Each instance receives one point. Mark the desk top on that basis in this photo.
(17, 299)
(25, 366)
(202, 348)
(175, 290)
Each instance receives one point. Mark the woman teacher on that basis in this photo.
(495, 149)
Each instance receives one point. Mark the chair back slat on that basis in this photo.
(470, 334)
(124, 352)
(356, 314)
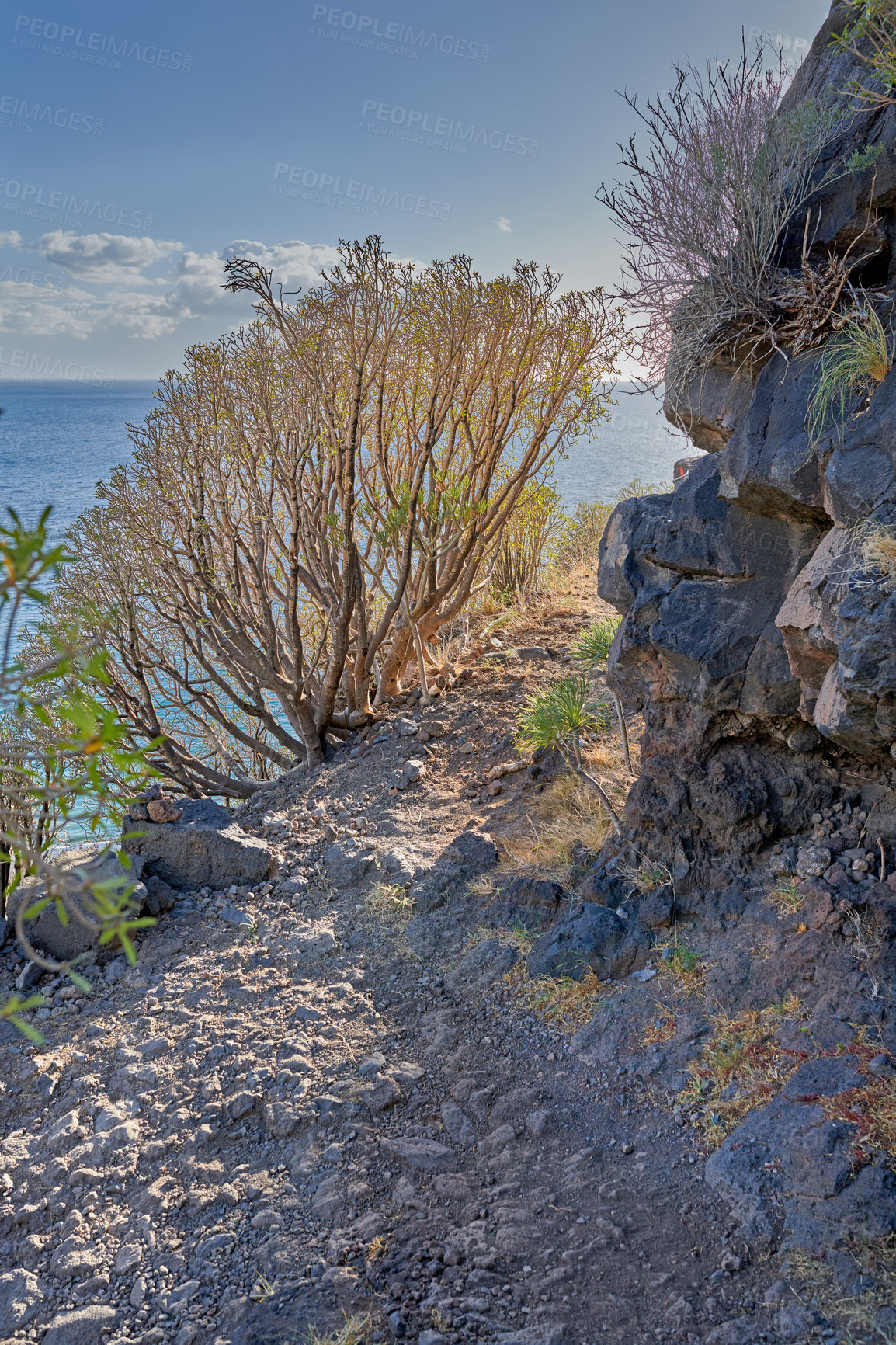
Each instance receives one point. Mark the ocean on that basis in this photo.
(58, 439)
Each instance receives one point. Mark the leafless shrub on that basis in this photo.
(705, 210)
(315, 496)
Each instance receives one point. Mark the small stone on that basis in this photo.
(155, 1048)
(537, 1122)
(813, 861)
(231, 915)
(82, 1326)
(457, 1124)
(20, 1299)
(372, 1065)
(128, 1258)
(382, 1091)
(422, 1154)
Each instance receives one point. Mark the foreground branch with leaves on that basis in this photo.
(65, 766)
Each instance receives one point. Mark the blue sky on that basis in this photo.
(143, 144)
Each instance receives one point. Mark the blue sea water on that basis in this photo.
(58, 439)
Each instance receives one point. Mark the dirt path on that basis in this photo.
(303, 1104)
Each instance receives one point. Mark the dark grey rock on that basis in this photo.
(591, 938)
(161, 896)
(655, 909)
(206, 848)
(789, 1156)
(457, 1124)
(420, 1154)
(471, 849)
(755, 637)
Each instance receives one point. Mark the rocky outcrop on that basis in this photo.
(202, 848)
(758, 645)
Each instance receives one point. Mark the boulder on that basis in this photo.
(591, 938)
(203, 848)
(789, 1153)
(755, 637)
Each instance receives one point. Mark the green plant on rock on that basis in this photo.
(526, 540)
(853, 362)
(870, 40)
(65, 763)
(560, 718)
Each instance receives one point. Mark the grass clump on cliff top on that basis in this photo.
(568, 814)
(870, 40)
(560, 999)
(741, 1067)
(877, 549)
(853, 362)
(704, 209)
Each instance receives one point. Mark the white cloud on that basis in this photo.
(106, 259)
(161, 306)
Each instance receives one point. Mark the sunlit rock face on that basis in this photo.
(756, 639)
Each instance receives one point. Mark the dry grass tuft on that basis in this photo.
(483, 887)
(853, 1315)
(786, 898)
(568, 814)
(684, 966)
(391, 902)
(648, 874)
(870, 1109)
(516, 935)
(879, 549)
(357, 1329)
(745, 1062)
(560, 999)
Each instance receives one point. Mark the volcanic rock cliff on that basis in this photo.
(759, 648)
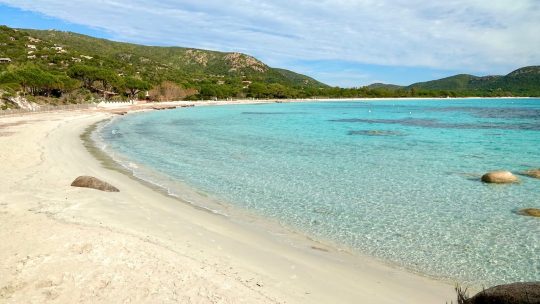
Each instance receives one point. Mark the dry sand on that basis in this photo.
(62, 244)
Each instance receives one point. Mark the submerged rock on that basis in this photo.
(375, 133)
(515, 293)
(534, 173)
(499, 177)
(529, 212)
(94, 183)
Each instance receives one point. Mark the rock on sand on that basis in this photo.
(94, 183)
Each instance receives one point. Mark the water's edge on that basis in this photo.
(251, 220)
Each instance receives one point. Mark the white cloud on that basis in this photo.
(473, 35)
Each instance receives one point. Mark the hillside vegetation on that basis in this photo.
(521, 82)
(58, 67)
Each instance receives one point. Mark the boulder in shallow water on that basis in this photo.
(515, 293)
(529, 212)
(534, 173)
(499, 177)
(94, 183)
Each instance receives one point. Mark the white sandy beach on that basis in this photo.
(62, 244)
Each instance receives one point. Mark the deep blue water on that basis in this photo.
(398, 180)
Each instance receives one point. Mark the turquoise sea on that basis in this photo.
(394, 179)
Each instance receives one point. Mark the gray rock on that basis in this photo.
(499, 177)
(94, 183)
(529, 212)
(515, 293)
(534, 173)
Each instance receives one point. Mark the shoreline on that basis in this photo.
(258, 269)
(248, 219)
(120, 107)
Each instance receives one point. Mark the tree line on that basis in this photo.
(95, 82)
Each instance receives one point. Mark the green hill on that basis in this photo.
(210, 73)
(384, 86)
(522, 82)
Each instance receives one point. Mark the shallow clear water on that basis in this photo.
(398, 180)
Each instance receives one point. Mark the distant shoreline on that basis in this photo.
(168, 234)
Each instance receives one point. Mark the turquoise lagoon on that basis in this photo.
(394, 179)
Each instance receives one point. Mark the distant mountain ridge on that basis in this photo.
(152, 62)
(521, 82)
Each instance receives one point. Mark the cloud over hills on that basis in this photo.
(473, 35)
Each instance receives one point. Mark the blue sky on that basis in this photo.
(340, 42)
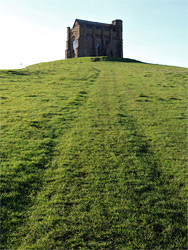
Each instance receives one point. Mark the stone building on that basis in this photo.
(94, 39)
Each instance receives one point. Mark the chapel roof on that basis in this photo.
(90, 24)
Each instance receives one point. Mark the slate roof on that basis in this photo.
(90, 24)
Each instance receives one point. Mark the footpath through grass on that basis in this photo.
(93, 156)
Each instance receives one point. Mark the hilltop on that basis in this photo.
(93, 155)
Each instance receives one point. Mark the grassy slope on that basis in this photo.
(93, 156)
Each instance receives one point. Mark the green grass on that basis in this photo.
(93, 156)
--
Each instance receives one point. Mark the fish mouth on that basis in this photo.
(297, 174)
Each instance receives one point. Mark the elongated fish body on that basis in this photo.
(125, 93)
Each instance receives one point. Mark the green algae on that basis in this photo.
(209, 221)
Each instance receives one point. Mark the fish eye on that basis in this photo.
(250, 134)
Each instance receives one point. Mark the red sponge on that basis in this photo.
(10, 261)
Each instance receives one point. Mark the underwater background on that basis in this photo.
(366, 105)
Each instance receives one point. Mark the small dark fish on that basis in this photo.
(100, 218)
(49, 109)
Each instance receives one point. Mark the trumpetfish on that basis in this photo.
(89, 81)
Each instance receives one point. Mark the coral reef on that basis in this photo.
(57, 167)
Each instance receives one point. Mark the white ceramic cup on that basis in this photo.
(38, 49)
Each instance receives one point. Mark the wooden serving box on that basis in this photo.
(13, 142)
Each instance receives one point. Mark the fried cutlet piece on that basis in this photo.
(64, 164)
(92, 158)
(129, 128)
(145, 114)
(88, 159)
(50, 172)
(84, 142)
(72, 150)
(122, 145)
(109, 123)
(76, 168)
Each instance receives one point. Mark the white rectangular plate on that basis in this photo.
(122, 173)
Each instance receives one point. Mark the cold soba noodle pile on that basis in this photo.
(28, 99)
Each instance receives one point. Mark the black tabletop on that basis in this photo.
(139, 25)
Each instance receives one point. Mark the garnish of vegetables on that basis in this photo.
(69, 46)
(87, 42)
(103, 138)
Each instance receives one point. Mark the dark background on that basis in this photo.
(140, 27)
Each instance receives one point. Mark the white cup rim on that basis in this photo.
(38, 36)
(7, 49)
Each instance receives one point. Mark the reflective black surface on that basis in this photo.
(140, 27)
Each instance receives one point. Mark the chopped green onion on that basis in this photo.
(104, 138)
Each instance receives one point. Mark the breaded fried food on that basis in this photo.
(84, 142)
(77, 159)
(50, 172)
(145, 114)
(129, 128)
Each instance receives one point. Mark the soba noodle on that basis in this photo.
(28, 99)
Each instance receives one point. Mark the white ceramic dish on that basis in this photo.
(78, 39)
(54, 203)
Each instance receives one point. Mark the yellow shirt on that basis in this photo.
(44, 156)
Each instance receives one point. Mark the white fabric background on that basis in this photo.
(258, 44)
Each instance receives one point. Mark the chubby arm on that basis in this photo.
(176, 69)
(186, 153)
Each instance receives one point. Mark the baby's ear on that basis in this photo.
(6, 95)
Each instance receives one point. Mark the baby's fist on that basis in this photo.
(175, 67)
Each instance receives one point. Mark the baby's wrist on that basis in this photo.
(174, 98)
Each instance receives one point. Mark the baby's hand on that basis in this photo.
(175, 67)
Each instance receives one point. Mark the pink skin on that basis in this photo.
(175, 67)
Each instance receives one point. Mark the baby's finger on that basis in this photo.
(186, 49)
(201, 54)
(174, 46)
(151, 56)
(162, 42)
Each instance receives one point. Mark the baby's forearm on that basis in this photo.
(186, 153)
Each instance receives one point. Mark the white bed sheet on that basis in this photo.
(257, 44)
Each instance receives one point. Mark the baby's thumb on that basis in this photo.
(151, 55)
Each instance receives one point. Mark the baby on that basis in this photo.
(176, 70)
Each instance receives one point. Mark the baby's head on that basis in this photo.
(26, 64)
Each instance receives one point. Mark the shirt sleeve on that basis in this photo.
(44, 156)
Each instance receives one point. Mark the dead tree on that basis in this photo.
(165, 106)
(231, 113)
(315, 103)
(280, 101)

## Directive
Return every line of the records that contains the word "boulder", treating case as significant.

## The response
Each instance receives one point. Mark the boulder on that basis in this photo.
Each instance receives one point. Mark the boulder in shallow water on that basis in this photo.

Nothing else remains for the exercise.